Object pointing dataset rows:
---*---
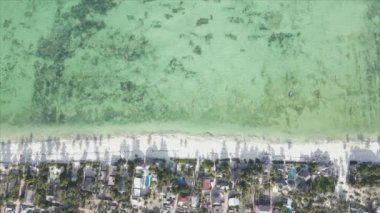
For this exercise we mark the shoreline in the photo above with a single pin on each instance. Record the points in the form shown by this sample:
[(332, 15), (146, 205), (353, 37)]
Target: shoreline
[(43, 132), (166, 146)]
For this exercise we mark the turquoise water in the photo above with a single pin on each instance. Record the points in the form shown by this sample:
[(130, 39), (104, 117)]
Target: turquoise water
[(247, 67)]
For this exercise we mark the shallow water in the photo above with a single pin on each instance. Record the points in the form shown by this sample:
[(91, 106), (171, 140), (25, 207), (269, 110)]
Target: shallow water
[(293, 67)]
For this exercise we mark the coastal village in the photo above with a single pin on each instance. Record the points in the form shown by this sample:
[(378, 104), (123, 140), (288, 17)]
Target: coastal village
[(189, 185)]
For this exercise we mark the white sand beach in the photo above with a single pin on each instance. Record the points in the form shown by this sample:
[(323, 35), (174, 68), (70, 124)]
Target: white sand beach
[(186, 146)]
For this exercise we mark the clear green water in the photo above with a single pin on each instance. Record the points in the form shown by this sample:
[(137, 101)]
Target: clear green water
[(294, 67)]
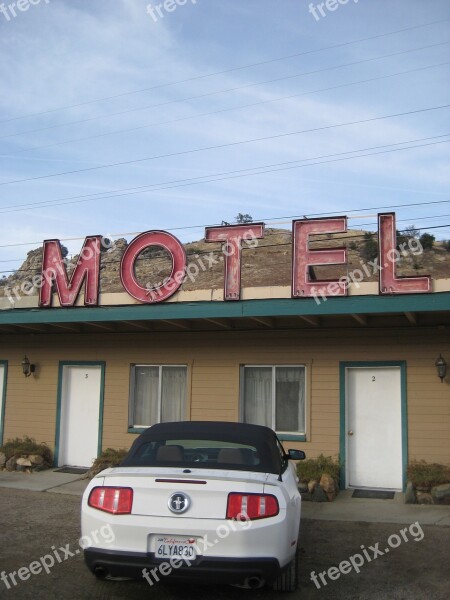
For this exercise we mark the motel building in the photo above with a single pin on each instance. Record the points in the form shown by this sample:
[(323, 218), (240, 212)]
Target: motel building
[(347, 363)]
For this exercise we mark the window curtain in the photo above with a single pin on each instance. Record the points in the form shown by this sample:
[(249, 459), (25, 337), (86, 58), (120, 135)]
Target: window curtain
[(258, 395), (173, 394), (290, 399), (146, 384)]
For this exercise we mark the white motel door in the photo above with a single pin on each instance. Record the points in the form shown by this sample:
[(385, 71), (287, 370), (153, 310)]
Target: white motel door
[(80, 415), (374, 427)]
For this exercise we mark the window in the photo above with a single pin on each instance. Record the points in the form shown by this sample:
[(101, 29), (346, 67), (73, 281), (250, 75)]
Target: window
[(158, 394), (274, 396)]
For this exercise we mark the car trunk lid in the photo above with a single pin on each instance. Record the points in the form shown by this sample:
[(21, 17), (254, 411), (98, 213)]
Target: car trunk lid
[(206, 490)]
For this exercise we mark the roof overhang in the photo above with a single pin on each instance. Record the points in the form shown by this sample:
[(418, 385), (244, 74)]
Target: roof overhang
[(355, 311)]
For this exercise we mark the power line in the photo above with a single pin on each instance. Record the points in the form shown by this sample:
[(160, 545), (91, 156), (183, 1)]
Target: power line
[(230, 70), (223, 110), (285, 217), (220, 146), (209, 94), (209, 252), (237, 174)]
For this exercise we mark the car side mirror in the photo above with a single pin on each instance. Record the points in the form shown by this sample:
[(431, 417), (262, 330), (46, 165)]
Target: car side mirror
[(296, 455)]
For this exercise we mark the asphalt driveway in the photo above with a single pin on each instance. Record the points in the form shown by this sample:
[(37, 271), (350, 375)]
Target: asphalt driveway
---*---
**Aim of the exercise:** Rewrite the lines above, from the first one through the line containing "[(43, 132), (166, 146)]", both ends included, and shift every coordinate in the answers by adding 59 to it. Keep the requests in your rewrite, and leave the pictures out.

**The reply:**
For this exercise we mark the shoreline in the photo above with a single pin on each instance. Record the points in the form shown by this sample:
[(332, 15), (146, 205), (353, 37)]
Target: shoreline
[(102, 191), (225, 205)]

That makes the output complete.